Directive 1:
In the account of the NLRB complaint, who had to recuse themselves from investigating the case or the newest charge?
Directive 2:
In the account of the NLRB complaint, which precedent does the investigator say he likes?
Directive 3:
Write out the passage of the NLRB complaint account that starts at "I get off the" and ends at "Region 32 overall.".

Source extract:

I escalated to the NLRB OIG in January about my investigator’s behavior, but also about an abundance of conflicts of interest in the Region 32 office. The director had to recuse herself from my case, as well as the supervisor reporting to her, both due to conflicts of interest with Apple. Further, the other investigator in the region was actively applying to join Apple’s employee relations team. So, she had to recuse herself from investigating my newest charge. My investigator had told me, I must keep this all secret; it’s confidential.
Now the NLRB sounded as corrupt as Apple.
I emailed the NLRB Inspector General’s office and told them all of this & pled for help. Moments later I received a phone call from the Nixon Bumper Sticker investigator again and he’s again urging me to drop/modify my charge, which would reduce Apple’s liability. I tell him: no, absolutely not.
Now he tells me that my case doesn’t have merit. He says that Apple’s claims about ear canals and Face Gobblers, as wild as they may be, are valid because I’m an adult and I consented to a contract and then broke that contract (see: Lochner v NY).
I remember literally yelling something like:
“Am I a fucking 1920s New York baker!? “
As for my policy charges, he told me that he likes the pro-business Boeing precedent and he thinks all of Apple’s policies should be upheld. He tells me that because he begrudgingly has to send my charges to Washington DC because “I made the cases so high profile” that he thinks General Counsel won’t agree with him and will in fact find merit on all my charges under Biden administration labor policies. He complains more.
I get off the phone and email the Inspector General again to share this as well. I email the investigator informing him I reported him to the OIG and request all further contact be written. He resigns from or is removed from my case the next day.
I then demanded an investigation by the NLRB OIG and to have my case transferred to a different region. I eventually get confirmation of an investigation but its unclear if any action was taken against the investigator at all. They refused to investigate Region 32 overall.

Extracted information:
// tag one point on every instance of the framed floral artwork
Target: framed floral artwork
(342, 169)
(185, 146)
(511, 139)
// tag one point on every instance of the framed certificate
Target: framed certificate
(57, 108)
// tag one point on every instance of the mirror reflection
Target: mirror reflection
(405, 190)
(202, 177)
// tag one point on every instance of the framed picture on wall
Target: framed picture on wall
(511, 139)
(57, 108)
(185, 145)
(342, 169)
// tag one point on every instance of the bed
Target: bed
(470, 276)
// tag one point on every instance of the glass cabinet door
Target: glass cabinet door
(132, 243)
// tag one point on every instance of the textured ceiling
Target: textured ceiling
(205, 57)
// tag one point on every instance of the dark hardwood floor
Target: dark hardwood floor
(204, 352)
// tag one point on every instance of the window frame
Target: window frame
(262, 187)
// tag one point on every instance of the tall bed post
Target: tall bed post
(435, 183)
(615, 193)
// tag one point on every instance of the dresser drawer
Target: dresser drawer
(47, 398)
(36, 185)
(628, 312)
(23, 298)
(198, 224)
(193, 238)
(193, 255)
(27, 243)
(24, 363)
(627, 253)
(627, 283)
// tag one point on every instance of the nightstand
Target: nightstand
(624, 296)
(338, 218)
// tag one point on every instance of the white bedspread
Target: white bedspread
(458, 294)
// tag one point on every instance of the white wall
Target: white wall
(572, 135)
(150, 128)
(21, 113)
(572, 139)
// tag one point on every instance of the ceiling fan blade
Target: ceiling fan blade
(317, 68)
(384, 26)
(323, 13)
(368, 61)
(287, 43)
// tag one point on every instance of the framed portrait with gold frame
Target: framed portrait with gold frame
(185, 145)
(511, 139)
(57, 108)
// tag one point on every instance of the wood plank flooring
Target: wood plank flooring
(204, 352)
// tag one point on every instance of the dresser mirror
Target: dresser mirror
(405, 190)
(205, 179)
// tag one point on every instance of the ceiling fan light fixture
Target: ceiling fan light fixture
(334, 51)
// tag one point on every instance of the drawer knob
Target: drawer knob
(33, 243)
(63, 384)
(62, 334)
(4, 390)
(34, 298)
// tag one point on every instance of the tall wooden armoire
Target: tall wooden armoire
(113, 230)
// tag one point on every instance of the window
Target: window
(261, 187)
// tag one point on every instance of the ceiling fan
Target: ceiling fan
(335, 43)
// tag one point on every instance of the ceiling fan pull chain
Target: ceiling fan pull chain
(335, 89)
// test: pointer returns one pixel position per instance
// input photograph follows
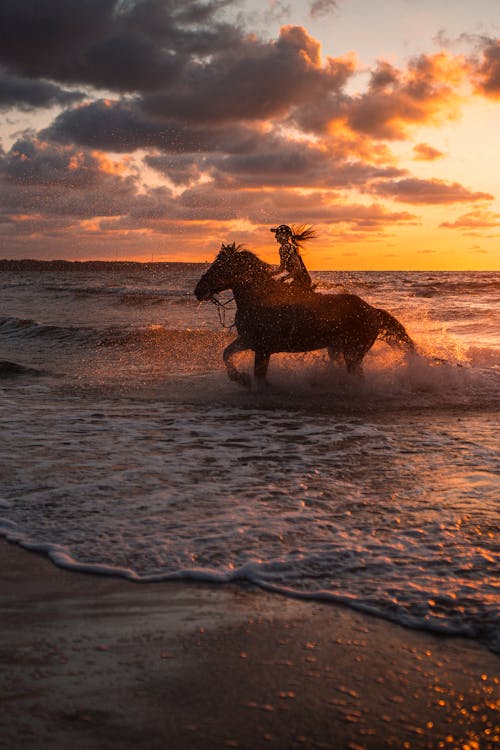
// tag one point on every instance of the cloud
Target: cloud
(414, 190)
(29, 94)
(427, 92)
(37, 178)
(424, 152)
(122, 126)
(474, 220)
(318, 8)
(488, 70)
(88, 42)
(253, 80)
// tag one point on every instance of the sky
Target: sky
(158, 129)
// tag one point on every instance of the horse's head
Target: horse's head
(224, 272)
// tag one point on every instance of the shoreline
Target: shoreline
(93, 661)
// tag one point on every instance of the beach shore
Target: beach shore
(91, 662)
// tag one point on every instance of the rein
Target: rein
(222, 310)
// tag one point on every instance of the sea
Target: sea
(125, 450)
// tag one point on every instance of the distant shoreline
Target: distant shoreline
(29, 264)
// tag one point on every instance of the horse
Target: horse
(272, 317)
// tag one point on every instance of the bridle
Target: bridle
(222, 310)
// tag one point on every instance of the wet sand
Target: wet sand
(96, 663)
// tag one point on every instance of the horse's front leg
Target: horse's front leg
(238, 345)
(260, 369)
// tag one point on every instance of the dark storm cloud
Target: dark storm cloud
(28, 94)
(203, 202)
(123, 46)
(122, 126)
(414, 190)
(253, 80)
(37, 177)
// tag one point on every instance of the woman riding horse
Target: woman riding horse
(269, 319)
(290, 259)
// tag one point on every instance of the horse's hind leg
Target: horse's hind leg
(336, 357)
(234, 348)
(260, 369)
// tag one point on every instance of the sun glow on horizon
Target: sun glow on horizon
(389, 150)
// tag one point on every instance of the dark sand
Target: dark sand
(95, 663)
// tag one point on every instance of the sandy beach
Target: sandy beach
(96, 662)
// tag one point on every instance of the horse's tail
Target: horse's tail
(392, 331)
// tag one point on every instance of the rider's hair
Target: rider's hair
(302, 233)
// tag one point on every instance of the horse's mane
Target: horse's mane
(244, 251)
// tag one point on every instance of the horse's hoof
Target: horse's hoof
(245, 380)
(262, 386)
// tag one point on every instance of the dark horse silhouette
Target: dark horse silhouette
(272, 317)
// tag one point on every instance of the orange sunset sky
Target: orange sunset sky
(140, 129)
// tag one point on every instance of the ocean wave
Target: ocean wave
(14, 369)
(24, 328)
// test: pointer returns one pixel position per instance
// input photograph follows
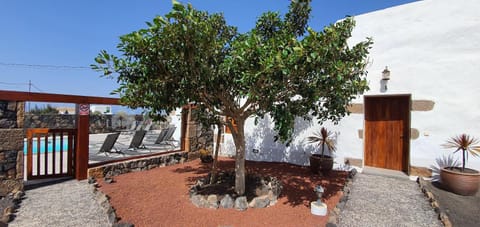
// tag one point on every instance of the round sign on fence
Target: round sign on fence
(84, 109)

Task result 1:
- The director of the Region 32 office
- The supervisor reporting to her
- The other investigator in the region

Task result 2:
The pro-business Boeing precedent.

Task result 3:
I get off the phone and email the Inspector General again to share this as well. I email the investigator informing him I reported him to the OIG and request all further contact be written. He resigns from or is removed from my case the next day.
I then demanded an investigation by the NLRB OIG and to have my case transferred to a different region. I eventually get confirmation of an investigation but its unclear if any action was taken against the investigator at all. They refused to investigate Region 32 overall.